**PROBLEM TO WORK ON:**
Reproduce, word for word, every line starting at the line that contains "--target=sliced radish --mode=segment" and ending with the final line of the entries.

**INPUT RECORDS:**
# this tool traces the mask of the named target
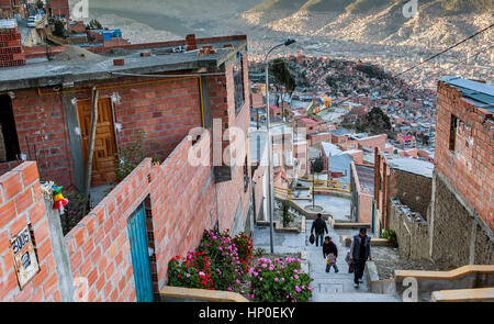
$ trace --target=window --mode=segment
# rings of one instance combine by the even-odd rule
[[[235,87],[235,114],[238,114],[245,101],[244,54],[242,52],[237,52],[237,62],[234,65],[234,87]]]
[[[278,153],[273,153],[272,155],[272,166],[278,168],[280,166],[280,156]]]
[[[451,114],[451,123],[449,125],[449,149],[454,150],[454,142],[457,141],[458,118]]]
[[[12,100],[8,94],[2,94],[0,96],[0,163],[16,160],[20,153]]]

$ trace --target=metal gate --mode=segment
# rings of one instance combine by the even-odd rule
[[[137,302],[151,302],[154,301],[153,279],[150,275],[144,203],[128,217],[127,228]]]

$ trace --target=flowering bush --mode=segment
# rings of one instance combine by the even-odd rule
[[[211,277],[216,290],[238,291],[245,281],[245,267],[234,239],[225,232],[204,231],[198,250],[211,259]],[[248,269],[248,267],[247,267]],[[247,270],[248,271],[248,270]]]
[[[261,302],[306,302],[312,298],[313,280],[301,271],[300,259],[287,257],[274,261],[266,258],[257,260],[250,269],[251,301]]]
[[[212,290],[211,260],[201,252],[189,252],[183,259],[176,256],[168,262],[168,280],[175,287]]]

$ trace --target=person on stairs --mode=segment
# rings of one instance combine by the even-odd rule
[[[367,259],[372,260],[370,252],[370,237],[367,235],[367,228],[360,228],[359,234],[353,236],[350,246],[350,260],[353,264],[355,288],[359,288],[363,282],[363,270]]]
[[[335,273],[338,273],[338,266],[336,258],[338,257],[338,247],[329,236],[324,238],[323,257],[326,259],[326,272],[329,272],[332,267],[335,268]]]
[[[316,246],[319,246],[318,245],[319,242],[321,246],[323,246],[324,233],[326,232],[327,234],[328,231],[326,226],[326,221],[323,220],[323,215],[321,213],[318,213],[317,217],[314,220],[314,222],[312,222],[311,234],[314,234],[314,232],[316,236]]]

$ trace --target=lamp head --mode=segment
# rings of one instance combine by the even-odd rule
[[[296,41],[293,40],[293,38],[288,38],[288,40],[284,42],[284,46],[292,45],[292,44],[295,43],[295,42],[296,42]]]

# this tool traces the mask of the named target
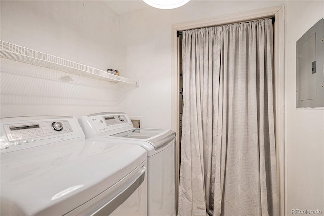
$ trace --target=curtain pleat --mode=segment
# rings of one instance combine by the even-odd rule
[[[278,215],[272,20],[183,35],[178,215]]]

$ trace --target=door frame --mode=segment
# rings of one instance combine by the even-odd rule
[[[222,25],[274,16],[274,115],[277,172],[279,202],[279,215],[286,215],[287,203],[285,142],[285,56],[284,6],[283,5],[256,10],[173,25],[172,26],[171,59],[171,129],[179,132],[179,59],[178,31]],[[176,109],[175,109],[176,107]],[[180,143],[177,136],[176,144],[176,208],[179,193],[179,163]]]

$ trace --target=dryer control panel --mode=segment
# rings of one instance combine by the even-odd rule
[[[22,117],[1,119],[0,153],[82,138],[76,118]]]

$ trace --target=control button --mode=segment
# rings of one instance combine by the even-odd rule
[[[63,124],[60,122],[54,122],[52,123],[52,127],[57,131],[63,130]]]

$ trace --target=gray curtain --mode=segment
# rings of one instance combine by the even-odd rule
[[[178,215],[278,215],[272,20],[183,35]]]

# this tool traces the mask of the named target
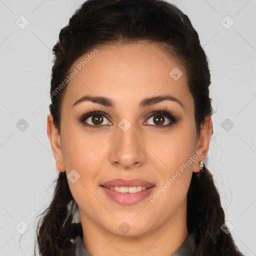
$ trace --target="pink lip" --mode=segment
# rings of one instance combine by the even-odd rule
[[[142,180],[133,179],[126,180],[122,178],[116,178],[115,180],[108,180],[102,186],[108,188],[110,186],[126,186],[129,188],[130,186],[146,186],[148,188],[151,186],[154,186],[154,184],[152,184],[146,180]]]
[[[106,186],[102,186],[102,188],[106,192],[108,196],[115,202],[124,206],[130,206],[136,204],[148,197],[152,192],[155,186],[153,186],[148,188],[146,188],[140,192],[136,192],[136,193],[121,193],[120,192],[118,192],[114,190],[108,188]]]

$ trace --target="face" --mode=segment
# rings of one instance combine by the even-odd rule
[[[196,135],[184,68],[148,42],[94,50],[70,69],[76,74],[63,98],[60,134],[48,120],[57,168],[71,178],[82,226],[140,236],[164,224],[186,225],[186,194],[210,132],[204,128]],[[163,96],[168,99],[145,100]],[[85,96],[107,100],[82,100]],[[121,188],[122,193],[102,186],[116,178],[138,179],[150,188],[136,193]]]

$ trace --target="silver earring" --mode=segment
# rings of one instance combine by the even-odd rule
[[[204,168],[204,161],[202,161],[202,160],[199,161],[199,166],[202,168],[201,169],[201,172],[203,172]]]

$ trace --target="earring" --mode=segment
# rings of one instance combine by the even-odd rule
[[[202,161],[202,160],[199,161],[199,166],[202,168],[201,169],[201,172],[203,172],[204,168],[204,161]]]

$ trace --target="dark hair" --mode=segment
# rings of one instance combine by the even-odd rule
[[[53,48],[50,106],[60,132],[62,103],[68,86],[60,90],[60,85],[75,61],[97,46],[139,41],[154,44],[185,68],[200,134],[206,116],[212,114],[207,58],[188,16],[175,6],[160,0],[88,0],[61,30]],[[193,255],[242,256],[231,234],[221,229],[224,214],[212,176],[206,167],[200,176],[193,172],[187,198],[188,228],[190,233],[196,232],[196,249]],[[75,255],[72,239],[78,234],[82,238],[82,231],[80,223],[72,222],[74,209],[78,205],[66,173],[60,172],[52,200],[42,214],[36,229],[40,255]]]

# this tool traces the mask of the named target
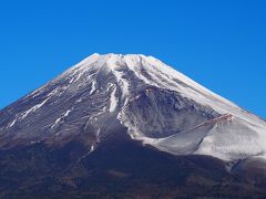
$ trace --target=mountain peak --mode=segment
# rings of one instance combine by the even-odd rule
[[[122,125],[170,154],[228,160],[266,153],[264,121],[143,54],[94,53],[0,114],[0,147],[90,134],[92,151]]]

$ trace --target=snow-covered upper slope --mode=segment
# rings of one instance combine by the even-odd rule
[[[1,111],[0,146],[90,132],[95,149],[115,119],[133,139],[171,154],[226,160],[266,154],[265,121],[142,54],[93,54]]]

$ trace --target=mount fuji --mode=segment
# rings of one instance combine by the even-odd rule
[[[266,122],[153,56],[92,54],[0,111],[0,196],[266,195]]]

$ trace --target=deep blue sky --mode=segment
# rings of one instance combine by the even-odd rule
[[[0,107],[94,52],[156,56],[266,117],[264,0],[2,0]]]

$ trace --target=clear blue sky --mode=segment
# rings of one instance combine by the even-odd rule
[[[156,56],[266,117],[264,0],[2,0],[0,107],[94,52]]]

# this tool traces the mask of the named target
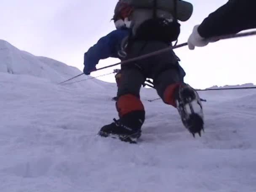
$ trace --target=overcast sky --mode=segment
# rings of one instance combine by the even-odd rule
[[[194,13],[181,22],[179,43],[193,27],[227,0],[192,0]],[[117,0],[0,0],[0,39],[34,55],[47,56],[82,70],[83,54],[99,38],[115,29],[110,21]],[[256,84],[256,37],[224,40],[204,48],[176,50],[195,88],[213,85]],[[101,60],[97,67],[119,62]],[[118,66],[117,68],[119,67]],[[109,72],[106,69],[92,74]],[[113,75],[100,79],[114,82]]]

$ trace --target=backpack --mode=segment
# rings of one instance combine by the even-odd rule
[[[122,16],[124,10],[129,11]],[[122,27],[131,28],[132,39],[170,43],[179,35],[178,20],[188,20],[192,12],[192,4],[180,0],[119,0],[115,16],[123,20]]]

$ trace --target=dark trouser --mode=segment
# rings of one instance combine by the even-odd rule
[[[160,41],[135,42],[129,48],[127,59],[168,46],[168,45]],[[185,72],[173,51],[124,64],[121,66],[121,79],[117,91],[118,99],[116,103],[121,119],[129,116],[132,119],[125,122],[134,122],[136,118],[144,121],[145,112],[139,93],[146,78],[153,80],[158,94],[165,103],[175,106],[174,91],[183,83]],[[131,115],[133,114],[136,115]],[[136,126],[132,124],[129,125]]]

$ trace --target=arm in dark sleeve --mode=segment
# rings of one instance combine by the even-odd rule
[[[84,72],[93,70],[100,59],[115,57],[117,55],[115,52],[117,45],[128,34],[128,30],[115,30],[100,39],[85,53]]]
[[[199,35],[209,38],[256,28],[256,0],[229,0],[198,27]]]

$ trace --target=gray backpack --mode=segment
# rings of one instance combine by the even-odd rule
[[[187,21],[193,12],[192,4],[179,0],[119,0],[117,5],[121,4],[132,8],[128,18],[132,37],[141,40],[176,40],[180,32],[178,21]],[[122,11],[118,8],[115,14]]]

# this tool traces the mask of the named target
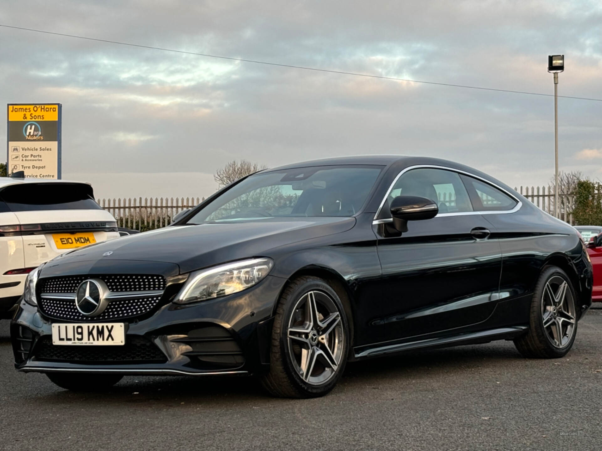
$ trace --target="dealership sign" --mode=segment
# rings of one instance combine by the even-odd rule
[[[9,103],[7,118],[9,174],[61,178],[61,104]]]

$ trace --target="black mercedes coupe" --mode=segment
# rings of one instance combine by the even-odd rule
[[[61,387],[125,375],[255,375],[278,396],[330,390],[347,361],[513,340],[573,346],[591,304],[575,229],[450,161],[358,156],[270,169],[170,227],[29,274],[15,365]]]

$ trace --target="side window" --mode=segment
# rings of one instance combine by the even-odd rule
[[[462,176],[476,211],[512,210],[518,203],[505,192],[468,176]]]
[[[398,195],[426,197],[437,203],[439,213],[473,211],[473,206],[460,176],[453,171],[430,168],[412,169],[395,183],[388,197]]]

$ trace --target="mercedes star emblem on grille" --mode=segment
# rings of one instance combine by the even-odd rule
[[[102,280],[84,280],[75,292],[75,306],[86,316],[98,316],[107,308],[108,289]]]

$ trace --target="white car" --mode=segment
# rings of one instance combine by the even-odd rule
[[[88,183],[0,177],[0,318],[10,318],[32,269],[67,251],[117,238]]]

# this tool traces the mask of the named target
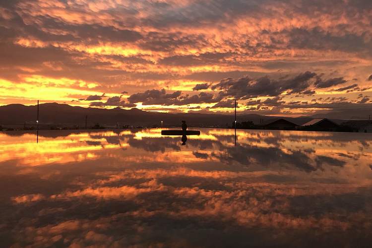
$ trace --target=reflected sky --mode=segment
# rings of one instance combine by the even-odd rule
[[[371,134],[200,130],[0,133],[1,243],[369,246]]]

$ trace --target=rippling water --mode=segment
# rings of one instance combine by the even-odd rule
[[[201,131],[0,132],[0,246],[370,247],[371,134]]]

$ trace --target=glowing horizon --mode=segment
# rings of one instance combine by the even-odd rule
[[[316,2],[0,3],[0,106],[372,111],[372,5]]]

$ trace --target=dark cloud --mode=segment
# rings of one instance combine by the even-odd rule
[[[85,100],[85,101],[97,101],[102,100],[102,96],[98,96],[97,95],[94,95],[94,96],[89,96]]]
[[[192,90],[206,90],[209,87],[209,84],[207,83],[196,84],[192,88]]]
[[[198,95],[181,95],[181,91],[167,94],[164,89],[146,90],[144,92],[133,94],[128,98],[130,103],[142,102],[144,105],[187,105],[192,104],[211,103],[222,99],[221,94],[217,96],[212,93],[201,92]]]
[[[330,87],[345,83],[347,81],[344,79],[343,77],[331,78],[325,81],[323,81],[321,79],[319,79],[318,80],[315,82],[315,85],[317,88],[329,88]]]
[[[343,88],[340,88],[339,89],[336,89],[335,90],[336,90],[336,91],[343,91],[344,90],[353,89],[353,88],[355,88],[356,87],[358,87],[358,84],[356,83],[354,84],[352,84],[351,85],[349,85],[348,86],[344,87]]]
[[[219,103],[211,107],[211,108],[232,108],[235,107],[235,101],[234,100],[228,99],[226,101],[221,101]]]
[[[267,76],[254,80],[249,76],[238,79],[227,78],[211,87],[212,90],[222,91],[224,96],[248,99],[259,96],[277,96],[284,92],[288,94],[307,93],[310,86],[310,80],[316,73],[307,71],[293,78],[271,80]]]
[[[121,96],[114,96],[108,99],[105,103],[102,102],[93,102],[91,103],[89,106],[91,107],[117,106],[124,108],[134,108],[136,107],[136,105],[134,103],[122,101],[121,98]]]
[[[151,103],[152,102],[162,102],[162,101],[168,102],[168,100],[175,99],[179,97],[181,91],[175,91],[172,94],[166,94],[165,89],[148,90],[144,92],[133,94],[128,98],[128,101],[131,103],[147,103],[148,104],[159,104],[159,103]]]

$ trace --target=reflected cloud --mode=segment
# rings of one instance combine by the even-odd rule
[[[324,246],[370,232],[369,136],[237,130],[235,146],[234,130],[200,130],[185,146],[159,129],[0,133],[3,244]]]

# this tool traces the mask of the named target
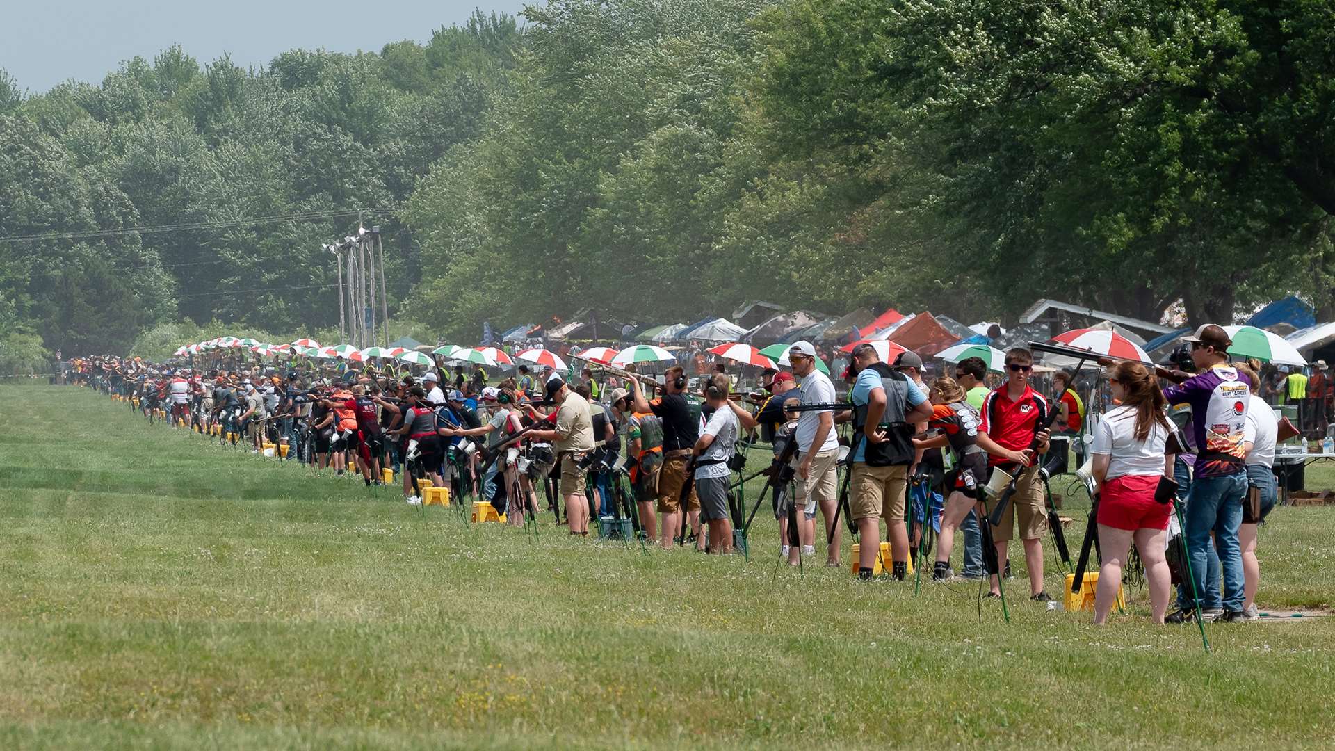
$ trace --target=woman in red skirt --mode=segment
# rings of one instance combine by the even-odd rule
[[[1099,549],[1103,565],[1095,588],[1093,621],[1101,624],[1117,599],[1121,565],[1132,540],[1145,567],[1155,623],[1168,611],[1169,573],[1164,560],[1168,504],[1155,501],[1159,480],[1172,476],[1164,454],[1171,430],[1159,381],[1144,365],[1123,362],[1108,378],[1121,406],[1095,429],[1093,477],[1099,488]]]

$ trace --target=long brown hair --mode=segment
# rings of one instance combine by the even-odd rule
[[[1123,361],[1112,370],[1112,377],[1121,384],[1123,406],[1131,406],[1136,410],[1135,437],[1137,441],[1149,437],[1155,422],[1163,425],[1165,430],[1172,430],[1168,416],[1164,413],[1168,402],[1159,389],[1159,378],[1148,367],[1139,362]]]

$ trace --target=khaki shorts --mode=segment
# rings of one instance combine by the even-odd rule
[[[1048,531],[1047,500],[1043,497],[1043,481],[1039,468],[1031,466],[1015,482],[1015,494],[1005,505],[1001,524],[992,528],[992,539],[1005,543],[1015,537],[1015,516],[1020,514],[1020,539],[1037,540]],[[988,513],[996,509],[996,501],[988,501]]]
[[[686,482],[686,457],[665,458],[658,470],[658,513],[677,513],[681,502],[681,486]],[[690,486],[686,510],[700,510],[700,497],[696,486]]]
[[[581,496],[585,489],[585,470],[579,469],[579,454],[561,454],[561,494]]]
[[[802,504],[806,518],[814,518],[817,502],[838,502],[838,449],[812,457],[812,470],[806,480],[798,474],[794,484],[797,502]]]
[[[905,494],[909,485],[909,466],[853,465],[852,498],[849,512],[853,520],[884,516],[886,524],[904,521]],[[884,509],[884,510],[882,510]]]

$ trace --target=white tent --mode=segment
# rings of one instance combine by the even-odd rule
[[[736,342],[737,337],[746,333],[737,323],[726,318],[714,318],[709,323],[700,326],[690,333],[690,338],[700,339],[702,342]]]
[[[1331,341],[1335,341],[1335,322],[1318,323],[1315,326],[1299,329],[1284,337],[1284,339],[1294,345],[1294,349],[1306,354],[1319,346],[1328,345]]]
[[[690,323],[673,323],[672,326],[668,326],[662,331],[658,331],[657,334],[654,334],[654,337],[651,339],[649,339],[649,341],[651,341],[654,343],[658,343],[658,345],[676,341],[677,339],[677,334],[685,331],[688,326],[690,326]]]

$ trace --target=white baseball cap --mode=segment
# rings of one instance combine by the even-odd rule
[[[805,354],[806,357],[816,357],[816,347],[812,346],[812,342],[808,342],[806,339],[793,342],[793,345],[788,347],[788,351],[789,354]]]

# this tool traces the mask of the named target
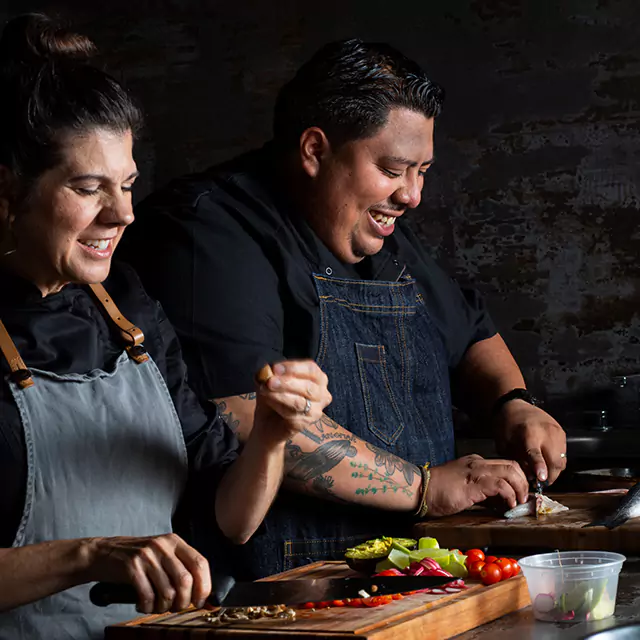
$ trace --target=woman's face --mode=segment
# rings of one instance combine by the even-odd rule
[[[43,296],[69,282],[108,275],[125,227],[133,222],[131,188],[138,175],[130,131],[67,134],[61,162],[43,173],[13,219],[12,265]]]

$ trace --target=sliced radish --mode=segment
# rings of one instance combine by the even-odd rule
[[[538,611],[538,613],[549,613],[553,611],[555,606],[556,603],[553,596],[548,593],[539,593],[533,601],[533,608]]]

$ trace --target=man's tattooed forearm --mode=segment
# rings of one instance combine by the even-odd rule
[[[356,495],[367,495],[368,493],[398,493],[398,491],[404,493],[405,496],[411,498],[414,495],[414,490],[410,484],[401,484],[397,480],[394,480],[390,475],[380,473],[377,469],[371,469],[368,464],[364,463],[349,463],[353,469],[351,477],[356,480],[368,480],[369,483],[365,487],[358,487],[356,489]]]
[[[219,400],[216,402],[218,405],[218,411],[220,411],[220,417],[227,423],[231,431],[234,433],[238,431],[238,427],[240,427],[240,419],[233,417],[233,411],[230,409],[227,411],[227,403],[224,400]],[[225,413],[227,411],[227,413]]]
[[[285,472],[289,478],[308,482],[328,473],[345,458],[355,458],[358,451],[353,446],[352,438],[328,440],[313,451],[302,451],[288,440],[285,445]]]
[[[420,475],[420,471],[415,464],[411,464],[410,462],[407,462],[406,460],[398,457],[394,453],[389,453],[388,451],[380,449],[379,447],[375,447],[368,442],[365,442],[365,444],[367,445],[367,449],[369,449],[369,451],[376,454],[376,467],[383,467],[384,475],[392,476],[396,472],[396,470],[398,470],[402,473],[408,485],[413,484],[413,478],[417,475]]]

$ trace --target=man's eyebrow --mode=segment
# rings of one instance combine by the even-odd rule
[[[382,158],[386,162],[391,162],[393,164],[404,164],[407,167],[417,167],[418,163],[413,160],[409,160],[409,158],[403,158],[402,156],[384,156]],[[420,166],[424,167],[425,165],[431,165],[435,162],[435,157],[432,157],[430,160],[425,160]]]
[[[125,178],[125,182],[127,180],[133,180],[134,178],[137,178],[140,175],[139,171],[134,171],[133,173],[130,173],[126,178]],[[107,176],[102,176],[99,173],[83,173],[80,176],[73,176],[73,178],[71,178],[71,180],[69,180],[69,182],[80,182],[82,180],[97,180],[99,182],[102,182],[104,180],[109,180],[109,178]]]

**CORRECT OUTPUT:**
$ trace --target=sliced radish --mode=segment
# rings of one instance combine by the even-odd rule
[[[538,611],[538,613],[549,613],[553,611],[555,606],[556,603],[553,596],[548,593],[539,593],[533,601],[533,608]]]

$ trace --target=man's tattooed forearm --mode=segment
# rings of one instance combine by the even-odd rule
[[[356,495],[367,495],[368,493],[398,493],[398,491],[404,493],[405,496],[411,498],[414,495],[414,490],[410,484],[401,484],[397,480],[394,480],[390,475],[380,473],[377,469],[371,469],[368,464],[364,463],[349,463],[353,469],[351,477],[356,480],[368,480],[369,483],[365,487],[358,487],[356,489]]]
[[[219,400],[216,402],[218,405],[218,411],[220,411],[220,417],[227,423],[231,431],[234,433],[238,431],[238,427],[240,427],[240,419],[233,417],[233,411],[230,409],[227,411],[227,403],[224,400]],[[225,413],[227,411],[227,413]]]
[[[285,472],[289,478],[308,482],[328,473],[345,458],[355,458],[358,451],[353,446],[352,438],[328,440],[313,451],[302,451],[288,440],[285,445]]]
[[[420,475],[420,471],[415,464],[411,464],[410,462],[407,462],[406,460],[398,457],[394,453],[389,453],[388,451],[380,449],[379,447],[375,447],[368,442],[365,442],[365,444],[367,445],[367,449],[369,449],[369,451],[376,454],[376,467],[383,467],[384,475],[392,476],[396,472],[396,470],[398,470],[402,473],[408,485],[413,484],[413,478],[417,475]]]

$ trace --target=man's eyebrow --mode=segment
# rings of one instance combine by the even-odd rule
[[[382,158],[386,162],[391,162],[393,164],[404,164],[407,167],[417,167],[418,163],[413,160],[409,160],[409,158],[403,158],[402,156],[384,156]],[[420,166],[424,167],[425,165],[431,165],[435,162],[435,157],[432,157],[430,160],[425,160]]]
[[[125,178],[125,182],[127,180],[133,180],[134,178],[137,178],[140,175],[139,171],[134,171],[133,173],[130,173],[126,178]],[[107,176],[102,176],[99,173],[83,173],[80,176],[73,176],[73,178],[71,178],[71,180],[69,180],[69,182],[80,182],[82,180],[97,180],[99,182],[102,182],[104,180],[109,180],[109,178]]]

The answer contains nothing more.